■ Provided text
But it also gave me an insight into any other Latin based language, and also how modern English developed: the influences from other languages, like the dozen or so that influence English: French, Norman French, Danish, Flemish, some Welsh and Scots and even Irish words, and many others besides the obvious Latin and Greek.
I also picked up a small amount of conversational Welsh when I lived there. However, how correct that Welsh was, I don't know, since a few native speakers told me that it was colloquial Welsh, with a lot of English loan words, slang and not technically correct. I was in no position to judge. Welsh is difficult to learn if you're English and the locals tended to have very confused feelings about Englishmen learning it, but most were pleased that I showed willing.
North Welsh did indeed show traces of a very old language indeed. For instance, I could feel its age because the locals (correctly or otherwise!) used to same word for lightning as they did for electricity: plainly the older word existed but the newer did not, and the older got shoehorned into to describe "electricity". This must and did happen many times in English, too.
Now that I am older, I realise just how important languages and, indeed, accents and dialects are. It is laughable to me to hear people with middle English accents claiming to be from "York-sheer".
This is mainly because alongside the accent or language, there goes an attitude, a culture that belongs with it. Whilst large areas of Wales are English speaking and have their own identity, nevertheless, it is usually the case that one cannot be the thing one thinks one is without knowing the language/accent and using it.
It's like being able to read music but not play it.
I doubt I would have ever got this fact of life without learning a little Latin (badly) and a little Welsh (even worse than my Latin!).

■ Problem a
Can you copy the passage on learning Latin and Welsh word for word, in full?
The passage and the rows that come next are separate, unrelated material.

■ Data excerpts
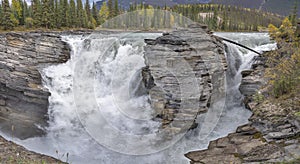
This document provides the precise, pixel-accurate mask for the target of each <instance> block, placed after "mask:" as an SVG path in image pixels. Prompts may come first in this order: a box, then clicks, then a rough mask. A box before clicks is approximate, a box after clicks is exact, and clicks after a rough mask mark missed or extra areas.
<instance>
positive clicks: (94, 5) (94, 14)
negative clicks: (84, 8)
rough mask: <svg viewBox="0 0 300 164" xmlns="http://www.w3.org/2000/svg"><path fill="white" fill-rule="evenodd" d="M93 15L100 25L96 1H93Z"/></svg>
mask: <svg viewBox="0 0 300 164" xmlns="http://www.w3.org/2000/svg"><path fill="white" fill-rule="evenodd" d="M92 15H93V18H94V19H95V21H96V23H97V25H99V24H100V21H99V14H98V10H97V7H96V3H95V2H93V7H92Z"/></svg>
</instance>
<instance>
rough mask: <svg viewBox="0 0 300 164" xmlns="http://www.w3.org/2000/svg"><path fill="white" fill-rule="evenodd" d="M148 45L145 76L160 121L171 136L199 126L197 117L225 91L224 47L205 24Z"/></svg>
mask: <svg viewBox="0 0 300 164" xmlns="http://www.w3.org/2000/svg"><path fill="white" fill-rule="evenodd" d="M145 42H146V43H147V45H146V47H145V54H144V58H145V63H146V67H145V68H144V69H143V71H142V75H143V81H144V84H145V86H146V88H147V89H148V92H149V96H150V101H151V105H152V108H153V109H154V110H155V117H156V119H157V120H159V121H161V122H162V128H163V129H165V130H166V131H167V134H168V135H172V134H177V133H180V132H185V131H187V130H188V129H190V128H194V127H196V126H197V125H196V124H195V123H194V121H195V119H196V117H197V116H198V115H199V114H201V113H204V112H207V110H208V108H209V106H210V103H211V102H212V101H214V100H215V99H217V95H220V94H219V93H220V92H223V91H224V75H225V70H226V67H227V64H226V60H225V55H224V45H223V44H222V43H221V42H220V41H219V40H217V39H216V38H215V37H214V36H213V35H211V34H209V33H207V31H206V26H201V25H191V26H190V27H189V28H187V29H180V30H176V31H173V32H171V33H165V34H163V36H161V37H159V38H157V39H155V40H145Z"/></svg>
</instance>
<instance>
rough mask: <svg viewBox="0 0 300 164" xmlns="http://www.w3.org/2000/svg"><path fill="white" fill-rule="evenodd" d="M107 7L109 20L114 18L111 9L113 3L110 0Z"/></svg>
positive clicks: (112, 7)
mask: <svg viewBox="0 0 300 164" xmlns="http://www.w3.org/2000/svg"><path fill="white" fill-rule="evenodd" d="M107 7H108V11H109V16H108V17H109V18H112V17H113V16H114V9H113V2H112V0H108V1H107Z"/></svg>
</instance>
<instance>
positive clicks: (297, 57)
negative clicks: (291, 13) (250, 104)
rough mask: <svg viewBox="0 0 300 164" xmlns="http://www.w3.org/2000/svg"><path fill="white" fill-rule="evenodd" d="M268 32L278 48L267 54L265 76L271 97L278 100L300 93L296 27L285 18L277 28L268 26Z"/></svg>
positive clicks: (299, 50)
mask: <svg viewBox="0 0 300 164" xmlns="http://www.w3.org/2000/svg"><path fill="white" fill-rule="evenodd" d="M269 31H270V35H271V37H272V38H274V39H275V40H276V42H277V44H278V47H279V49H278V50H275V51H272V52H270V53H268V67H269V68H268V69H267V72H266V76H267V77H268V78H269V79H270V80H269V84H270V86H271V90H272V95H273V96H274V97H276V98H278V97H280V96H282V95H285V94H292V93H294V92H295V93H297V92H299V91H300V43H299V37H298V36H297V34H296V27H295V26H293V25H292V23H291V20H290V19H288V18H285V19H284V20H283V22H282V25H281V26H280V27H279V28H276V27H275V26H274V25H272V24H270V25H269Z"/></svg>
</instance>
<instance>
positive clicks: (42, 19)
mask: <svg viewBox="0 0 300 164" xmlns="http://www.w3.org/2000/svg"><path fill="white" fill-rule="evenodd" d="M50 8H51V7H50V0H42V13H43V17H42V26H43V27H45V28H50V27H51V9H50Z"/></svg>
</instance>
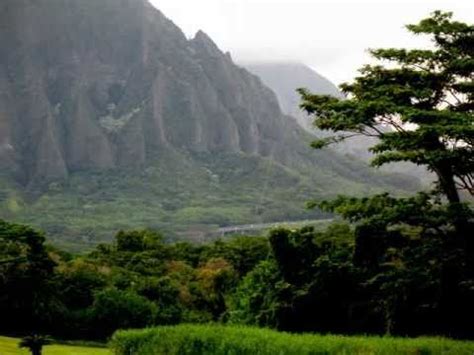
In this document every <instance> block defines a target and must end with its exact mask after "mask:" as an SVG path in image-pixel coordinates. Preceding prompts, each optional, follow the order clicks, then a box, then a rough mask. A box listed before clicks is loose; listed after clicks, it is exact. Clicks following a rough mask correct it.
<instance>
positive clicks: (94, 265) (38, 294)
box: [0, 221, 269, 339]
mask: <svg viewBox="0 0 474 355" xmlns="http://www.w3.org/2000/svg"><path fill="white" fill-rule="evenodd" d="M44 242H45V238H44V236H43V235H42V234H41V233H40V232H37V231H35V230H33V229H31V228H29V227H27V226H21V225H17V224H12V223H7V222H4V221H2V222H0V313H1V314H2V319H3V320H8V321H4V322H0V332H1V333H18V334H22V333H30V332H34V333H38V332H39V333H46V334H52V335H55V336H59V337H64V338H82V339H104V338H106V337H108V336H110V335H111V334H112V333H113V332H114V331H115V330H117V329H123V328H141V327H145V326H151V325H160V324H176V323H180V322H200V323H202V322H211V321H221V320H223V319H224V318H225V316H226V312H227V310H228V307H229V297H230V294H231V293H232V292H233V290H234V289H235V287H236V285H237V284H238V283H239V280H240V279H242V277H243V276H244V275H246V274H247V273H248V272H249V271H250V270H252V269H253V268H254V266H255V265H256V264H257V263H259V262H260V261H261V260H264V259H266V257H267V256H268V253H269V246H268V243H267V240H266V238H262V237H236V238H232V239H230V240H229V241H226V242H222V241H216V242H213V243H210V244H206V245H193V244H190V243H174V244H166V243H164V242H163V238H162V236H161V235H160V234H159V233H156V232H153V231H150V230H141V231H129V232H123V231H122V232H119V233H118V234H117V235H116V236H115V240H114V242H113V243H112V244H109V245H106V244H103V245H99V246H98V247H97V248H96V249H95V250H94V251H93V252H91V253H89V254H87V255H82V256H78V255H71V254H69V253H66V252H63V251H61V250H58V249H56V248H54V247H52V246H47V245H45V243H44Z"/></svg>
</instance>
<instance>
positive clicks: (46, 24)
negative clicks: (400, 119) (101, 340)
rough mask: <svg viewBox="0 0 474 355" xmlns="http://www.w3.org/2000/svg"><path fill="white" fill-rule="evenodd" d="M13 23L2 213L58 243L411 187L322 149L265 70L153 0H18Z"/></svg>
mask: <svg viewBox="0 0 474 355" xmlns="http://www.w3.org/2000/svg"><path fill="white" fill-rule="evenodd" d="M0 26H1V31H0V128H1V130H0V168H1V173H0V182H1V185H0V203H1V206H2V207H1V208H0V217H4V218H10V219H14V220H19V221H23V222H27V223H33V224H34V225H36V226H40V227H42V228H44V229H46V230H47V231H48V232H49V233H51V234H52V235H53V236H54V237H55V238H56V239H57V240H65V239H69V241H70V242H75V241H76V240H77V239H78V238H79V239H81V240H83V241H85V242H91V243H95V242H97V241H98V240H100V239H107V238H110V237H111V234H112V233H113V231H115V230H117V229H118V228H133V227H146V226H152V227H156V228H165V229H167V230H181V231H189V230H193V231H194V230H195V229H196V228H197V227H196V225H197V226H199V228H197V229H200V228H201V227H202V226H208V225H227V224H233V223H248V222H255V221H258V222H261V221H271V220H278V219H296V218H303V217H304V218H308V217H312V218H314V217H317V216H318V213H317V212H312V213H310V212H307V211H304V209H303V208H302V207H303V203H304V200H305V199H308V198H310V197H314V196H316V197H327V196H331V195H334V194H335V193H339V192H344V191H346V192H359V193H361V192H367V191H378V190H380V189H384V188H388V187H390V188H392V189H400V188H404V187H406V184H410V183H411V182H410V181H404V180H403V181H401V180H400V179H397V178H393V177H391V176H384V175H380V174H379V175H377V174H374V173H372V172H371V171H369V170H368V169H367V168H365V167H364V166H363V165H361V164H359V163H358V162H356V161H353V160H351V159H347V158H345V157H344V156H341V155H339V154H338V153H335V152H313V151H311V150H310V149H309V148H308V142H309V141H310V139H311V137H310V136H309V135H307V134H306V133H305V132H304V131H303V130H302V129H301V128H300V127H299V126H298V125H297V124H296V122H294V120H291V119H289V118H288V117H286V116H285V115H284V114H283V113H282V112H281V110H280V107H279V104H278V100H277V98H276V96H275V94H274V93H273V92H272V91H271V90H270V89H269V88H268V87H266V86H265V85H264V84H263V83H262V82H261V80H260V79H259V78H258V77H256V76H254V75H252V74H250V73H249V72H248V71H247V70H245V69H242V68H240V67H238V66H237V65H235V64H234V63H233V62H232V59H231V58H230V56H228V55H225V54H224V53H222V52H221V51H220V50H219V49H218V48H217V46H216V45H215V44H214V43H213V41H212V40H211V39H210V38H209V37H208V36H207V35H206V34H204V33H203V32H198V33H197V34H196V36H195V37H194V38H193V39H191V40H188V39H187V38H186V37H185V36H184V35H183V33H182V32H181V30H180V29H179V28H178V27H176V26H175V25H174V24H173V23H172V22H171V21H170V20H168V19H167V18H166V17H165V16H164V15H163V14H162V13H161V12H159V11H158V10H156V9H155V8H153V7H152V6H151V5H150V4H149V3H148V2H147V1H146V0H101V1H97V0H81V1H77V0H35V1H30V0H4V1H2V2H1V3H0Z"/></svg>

■ Problem b
Can you rewrite the rows from their start through the line containing "negative clicks: (84, 8)", swapping "document" for "file" and changing nothing else? Give only those lines and leave out the pictures.

■ Response area a
But it also gave me an insight into any other Latin based language, and also how modern English developed: the influences from other languages, like the dozen or so that influence English: French, Norman French, Danish, Flemish, some Welsh and Scots and even Irish words, and many others besides the obvious Latin and Greek.
I also picked up a small amount of conversational Welsh when I lived there. However, how correct that Welsh was, I don't know, since a few native speakers told me that it was colloquial Welsh, with a lot of English loan words, slang and not technically correct. I was in no position to judge. Welsh is difficult to learn if you're English and the locals tended to have very confused feelings about Englishmen learning it, but most were pleased that I showed willing.
North Welsh did indeed show traces of a very old language indeed. For instance, I could feel its age because the locals (correctly or otherwise!) used to same word for lightning as they did for electricity: plainly the older word existed but the newer did not, and the older got shoehorned into to describe "electricity". This must and did happen many times in English, too.
Now that I am older, I realise just how important languages and, indeed, accents and dialects are. It is laughable to me to hear people with middle English accents claiming to be from "York-sheer".
This is mainly because alongside the accent or language, there goes an attitude, a culture that belongs with it. Whilst large areas of Wales are English speaking and have their own identity, nevertheless, it is usually the case that one cannot be the thing one thinks one is without knowing the language/accent and using it.
It's like being able to read music but not play it.
I doubt I would have ever got this fact of life without learning a little Latin (badly) and a little Welsh (even worse than my Latin!).

■ Response area b
This file provides the precise, pixel-accurate mask for the target of each <instance> block, placed after "mask:" as an SVG path in image pixels. Prompts may come first in this order: a box, then clicks, then a rough mask. A box before clicks is approximate, a box after clicks is exact, and clicks after a rough mask mark missed or extra areas.
<instance>
positive clicks: (94, 5) (94, 14)
negative clicks: (84, 8)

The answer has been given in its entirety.